What the task requires:
Here, the job is to give back every entry below unchanged, omitting pictures.

━━━━━ Data to process ━━━━━

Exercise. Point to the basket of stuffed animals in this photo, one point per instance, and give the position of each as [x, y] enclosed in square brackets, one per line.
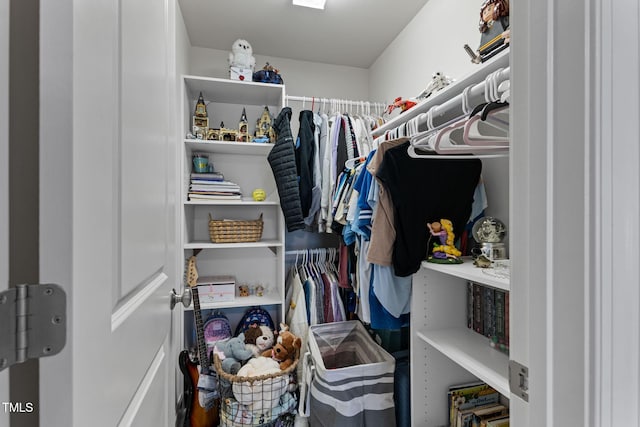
[258, 390]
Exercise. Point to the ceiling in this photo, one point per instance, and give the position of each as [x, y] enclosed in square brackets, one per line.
[346, 32]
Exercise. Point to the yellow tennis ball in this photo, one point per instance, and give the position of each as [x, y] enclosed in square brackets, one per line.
[259, 195]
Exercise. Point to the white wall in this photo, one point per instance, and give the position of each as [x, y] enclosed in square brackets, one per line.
[432, 41]
[4, 179]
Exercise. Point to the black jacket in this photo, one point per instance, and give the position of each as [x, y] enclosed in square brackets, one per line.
[282, 160]
[304, 159]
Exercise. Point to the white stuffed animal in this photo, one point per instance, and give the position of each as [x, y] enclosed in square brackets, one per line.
[241, 55]
[260, 395]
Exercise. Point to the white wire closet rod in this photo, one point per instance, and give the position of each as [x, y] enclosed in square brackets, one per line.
[451, 96]
[335, 100]
[454, 102]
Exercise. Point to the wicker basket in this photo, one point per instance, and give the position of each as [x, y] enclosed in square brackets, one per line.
[235, 231]
[265, 400]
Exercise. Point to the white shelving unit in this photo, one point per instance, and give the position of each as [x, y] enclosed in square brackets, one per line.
[443, 350]
[244, 163]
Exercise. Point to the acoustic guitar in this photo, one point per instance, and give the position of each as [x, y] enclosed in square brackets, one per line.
[196, 414]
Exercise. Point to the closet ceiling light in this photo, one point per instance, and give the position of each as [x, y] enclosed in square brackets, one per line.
[316, 4]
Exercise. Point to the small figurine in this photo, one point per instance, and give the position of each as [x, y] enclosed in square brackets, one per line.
[241, 61]
[244, 290]
[443, 251]
[243, 128]
[200, 119]
[268, 74]
[264, 130]
[201, 107]
[494, 30]
[404, 105]
[482, 261]
[438, 82]
[241, 55]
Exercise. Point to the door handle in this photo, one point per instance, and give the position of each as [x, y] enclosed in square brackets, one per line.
[184, 298]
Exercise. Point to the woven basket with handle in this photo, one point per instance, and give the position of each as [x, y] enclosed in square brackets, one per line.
[235, 231]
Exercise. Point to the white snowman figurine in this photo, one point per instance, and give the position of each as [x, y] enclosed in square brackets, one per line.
[241, 55]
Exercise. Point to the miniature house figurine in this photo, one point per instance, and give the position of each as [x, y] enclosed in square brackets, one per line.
[200, 122]
[225, 134]
[264, 131]
[243, 128]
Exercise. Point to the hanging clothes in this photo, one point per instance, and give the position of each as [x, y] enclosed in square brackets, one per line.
[304, 154]
[283, 165]
[449, 185]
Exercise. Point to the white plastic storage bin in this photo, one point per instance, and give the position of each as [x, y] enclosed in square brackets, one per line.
[350, 377]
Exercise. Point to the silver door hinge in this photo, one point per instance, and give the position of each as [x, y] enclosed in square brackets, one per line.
[519, 380]
[33, 323]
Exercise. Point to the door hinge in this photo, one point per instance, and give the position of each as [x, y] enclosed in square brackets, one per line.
[519, 380]
[33, 322]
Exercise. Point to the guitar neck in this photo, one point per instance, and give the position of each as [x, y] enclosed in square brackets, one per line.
[202, 346]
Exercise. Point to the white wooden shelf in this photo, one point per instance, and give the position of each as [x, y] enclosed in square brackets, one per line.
[471, 351]
[468, 271]
[242, 202]
[228, 147]
[209, 245]
[226, 91]
[501, 60]
[239, 302]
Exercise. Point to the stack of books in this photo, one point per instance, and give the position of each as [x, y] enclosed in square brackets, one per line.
[212, 186]
[488, 314]
[476, 404]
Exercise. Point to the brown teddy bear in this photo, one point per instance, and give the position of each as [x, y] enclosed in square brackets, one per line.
[284, 351]
[258, 338]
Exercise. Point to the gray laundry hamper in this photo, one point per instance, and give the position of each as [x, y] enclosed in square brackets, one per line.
[349, 378]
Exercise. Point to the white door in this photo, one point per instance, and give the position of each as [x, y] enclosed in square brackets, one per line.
[4, 181]
[107, 209]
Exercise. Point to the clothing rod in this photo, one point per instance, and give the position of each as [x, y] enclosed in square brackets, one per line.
[456, 101]
[423, 107]
[306, 251]
[340, 101]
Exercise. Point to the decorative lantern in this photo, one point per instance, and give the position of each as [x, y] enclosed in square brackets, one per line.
[490, 233]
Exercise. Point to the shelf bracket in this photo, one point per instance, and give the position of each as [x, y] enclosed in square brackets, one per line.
[519, 380]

━━━━━

Answer section:
Exercise. Point to the basket of stuffed animals in this photo, one point per instance, and give the position of each as [x, y] enclosed in square brackets, one per line.
[258, 390]
Exercise. Point to the ceiling in this photo, one point per instance, and give the position of each as [x, y] enclosed in square brackets, one per line.
[346, 32]
Exercise. Point to the yellow tennis ball in this photo, one point per instance, and give the position of each as [x, y] enclosed in square brackets, one per line.
[259, 195]
Exercise. Point to the white wall in this photo, one point per instance, and give the position of each as [x, y] enclosed in square brackets, one per line.
[432, 41]
[4, 179]
Exercise. Point to the black jacket in this photo, one point per instance, and give the position of each as [x, y] enclosed in square brackets, one per line.
[282, 160]
[304, 159]
Exercise. Point to the white stuffed animal in this photo, one point per instance, and give the position of each as [x, y] enclosed in square brackets, one per line.
[241, 55]
[260, 395]
Exercise. Point to the white wire closet rod in this photo, one point per instance, and give the position of each as [x, y] enclosed in square brackets, one per line.
[451, 96]
[335, 100]
[454, 102]
Exercise. Point to the wicker basket in this photo, one point per instance, and give the position of each as [x, y] enclosed in square brackets, one per line.
[235, 231]
[265, 400]
Exercise. Point to the white shelving unit in this photo, one point per instance, and give the position of each as [x, y] enclosed in square brackets, one per line.
[443, 350]
[244, 163]
Exercise. Point to the acoustic guitar in this photo, one point per instance, and give the position of each as [x, y] enclosed in square brackets, one per line.
[196, 414]
Exercise. Point to the closet ceiling light in this photo, one point per instance, and give the position of each as [x, y] enclosed in square brackets, one per line.
[316, 4]
Exercise. Point to the small figurine in this photo, one point per instance, and give the position of each as [x, y] enclosed in square brackets, one per line.
[241, 61]
[244, 290]
[443, 251]
[243, 128]
[200, 119]
[268, 74]
[264, 130]
[201, 107]
[494, 30]
[404, 105]
[482, 261]
[438, 82]
[241, 55]
Exercise. Point to the door handle in this photo, one point per instance, and give the position of each as [x, y] enclosed in square brackets, one per line.
[184, 298]
Exercise. Point to the woven basket with handle in this photo, one point per instance, and give the position of each as [x, y] enclosed in square brackets, one per line.
[235, 231]
Exercise. Point to the white snowman figurine in this photo, one point per instance, and give the position of each as [x, y] enclosed in square brackets, one per line.
[241, 55]
Exercise. Point to the miniature house figurine in this photo, one point per instance, and give the position of each as [x, y] enclosed in square brackets, one per line.
[200, 122]
[225, 134]
[264, 131]
[243, 128]
Exercise. Point to the hanging clothes in this photo, one point per instance, and give the position of each as [x, y] enclosed in square brackets, one per line.
[304, 154]
[283, 165]
[449, 185]
Exercise. Point to the white plastic storage bin in this photo, one point per instance, and give the position of each as [x, y] enclosed in square brackets, one per line.
[350, 377]
Exercise. Point to the silver door hinge in this photo, one point per instance, and give the position of each as [x, y] enclosed in square brackets, one per line.
[519, 380]
[33, 323]
Exercise. Point to the door hinge in this photo, one point per instance, and give the position of each as [x, y] enclosed in square brackets, one per line.
[519, 380]
[33, 322]
Exercise. Point to the guitar neck in this photo, one point per instance, and give the position of each as [x, y] enclosed in square brackets, one per line.
[202, 346]
Exercise. Point to the white wooden shelf in this photo, one point per instance, and give the position of each as [x, y] enclosed in square brackets, one per line.
[471, 351]
[468, 271]
[242, 202]
[228, 147]
[209, 245]
[226, 91]
[501, 60]
[239, 302]
Exercise. Point to the stack of books in this photo, one point per instance, and give the position of each as [x, y] enclosed in square brackets, one per line.
[212, 186]
[488, 314]
[476, 404]
Exercise. Point to the brown teddy bear in this photo, one point per instance, and give the position of each as [x, y] enclosed in square brackets, one per line.
[284, 351]
[258, 338]
Exercise. Point to the gray laundry hamper in this photo, one point per instance, and give the position of each as [x, y] enclosed in square brackets, one per line.
[349, 378]
Exercise. Point to the white door in this photo, one point per instance, and give the position of each as [x, y] enclosed in square brackets, one per line.
[4, 181]
[107, 209]
Exercise. Point to the clothing rod in this photo, one point per instance, and give the position of each as [x, y] enclosed in square brackets, one per line.
[456, 101]
[423, 107]
[306, 251]
[340, 101]
Exercise. Point to the decorative lantern in this photo, one point per instance, and give the position of each as [x, y] enclosed in square brackets, one per line.
[490, 233]
Exercise. Point to the shelf bracket in this photo, one point per instance, and give the position of each as [x, y] enclosed in square brackets, one per line.
[519, 380]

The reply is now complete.